PASSAGE SHOWN:
## IPMT and PPMT in Essbase

G’day All,

The subtitle for this post could be “How to make sure the guy after you doesn’t hate you – making code legible”

As the newest Ace Associate and java-junky-Jason-Jones points out – code is read significantly more often than it is written

He then also used the term “behooves” correctly – so perhaps he just felt in the mood to wax lyrical.

Anyways.

The underlying logic for the functions PMT\IPMT\PPMT is not that difficult. Basically: for a fixed term loan you are to work out the full repayment, the interest component and the principle component. Obviously as you go through the loan period the ratio of interest to principle decreases, you pay more interest at the front when your principle amount is high and more principle at the end when the amount owing has diminished.

EXERCISE DESCRIPTION:
Reproduce the full post above on IPMT and PPMT in Essbase, word for word and with its original punctuation.

DATA RECORDS:
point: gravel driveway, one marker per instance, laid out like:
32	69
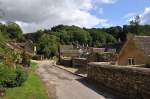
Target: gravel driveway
61	84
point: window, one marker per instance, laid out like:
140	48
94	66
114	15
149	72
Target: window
131	61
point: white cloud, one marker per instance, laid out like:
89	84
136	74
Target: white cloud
106	1
129	15
145	16
32	15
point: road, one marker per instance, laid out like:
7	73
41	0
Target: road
61	84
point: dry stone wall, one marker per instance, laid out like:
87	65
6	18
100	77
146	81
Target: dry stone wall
133	82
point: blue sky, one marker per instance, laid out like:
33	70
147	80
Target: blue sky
119	12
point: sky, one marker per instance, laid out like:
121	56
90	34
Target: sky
33	15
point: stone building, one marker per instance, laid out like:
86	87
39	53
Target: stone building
136	51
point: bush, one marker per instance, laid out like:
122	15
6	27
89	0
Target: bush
21	76
12	77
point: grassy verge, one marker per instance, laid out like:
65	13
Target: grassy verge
33	88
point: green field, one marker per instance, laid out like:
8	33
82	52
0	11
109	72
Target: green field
33	88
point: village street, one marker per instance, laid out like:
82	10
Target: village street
61	84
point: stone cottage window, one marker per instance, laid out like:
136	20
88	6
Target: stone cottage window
131	61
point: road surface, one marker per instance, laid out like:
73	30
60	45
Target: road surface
61	84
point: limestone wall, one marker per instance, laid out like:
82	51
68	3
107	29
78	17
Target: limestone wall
131	81
79	62
65	62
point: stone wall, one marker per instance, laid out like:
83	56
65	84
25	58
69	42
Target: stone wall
65	62
133	82
79	62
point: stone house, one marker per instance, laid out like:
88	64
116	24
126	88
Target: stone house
136	51
69	51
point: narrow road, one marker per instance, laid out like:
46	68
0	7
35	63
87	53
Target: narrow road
61	84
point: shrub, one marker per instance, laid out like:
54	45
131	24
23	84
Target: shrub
21	76
12	77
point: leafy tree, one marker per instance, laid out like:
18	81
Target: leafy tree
48	45
134	25
14	31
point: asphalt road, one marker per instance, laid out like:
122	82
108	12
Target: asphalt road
61	84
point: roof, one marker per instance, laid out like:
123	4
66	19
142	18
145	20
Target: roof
143	42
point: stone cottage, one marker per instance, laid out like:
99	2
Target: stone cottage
136	51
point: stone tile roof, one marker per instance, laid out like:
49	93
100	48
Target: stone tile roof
144	43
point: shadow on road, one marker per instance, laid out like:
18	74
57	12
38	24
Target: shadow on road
106	92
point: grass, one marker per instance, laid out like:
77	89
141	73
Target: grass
33	88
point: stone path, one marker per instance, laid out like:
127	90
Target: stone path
61	84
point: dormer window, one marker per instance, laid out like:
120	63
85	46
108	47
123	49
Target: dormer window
131	61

PROBLEM SOLUTION:
## IPMT and PPMT in Essbase

G’day All,

The subtitle for this post could be “How to make sure the guy after you doesn’t hate you – making code legible”

As the newest Ace Associate and java-junky-Jason-Jones points out – code is read significantly more often than it is written

He then also used the term “behooves” correctly – so perhaps he just felt in the mood to wax lyrical.

Anyways.

The underlying logic for the functions PMT\IPMT\PPMT is not that difficult. Basically: for a fixed term loan you are to work out the full repayment, the interest component and the principle component. Obviously as you go through the loan period the ratio of interest to principle decreases, you pay more interest at the front when your principle amount is high and more principle at the end when the amount owing has diminished.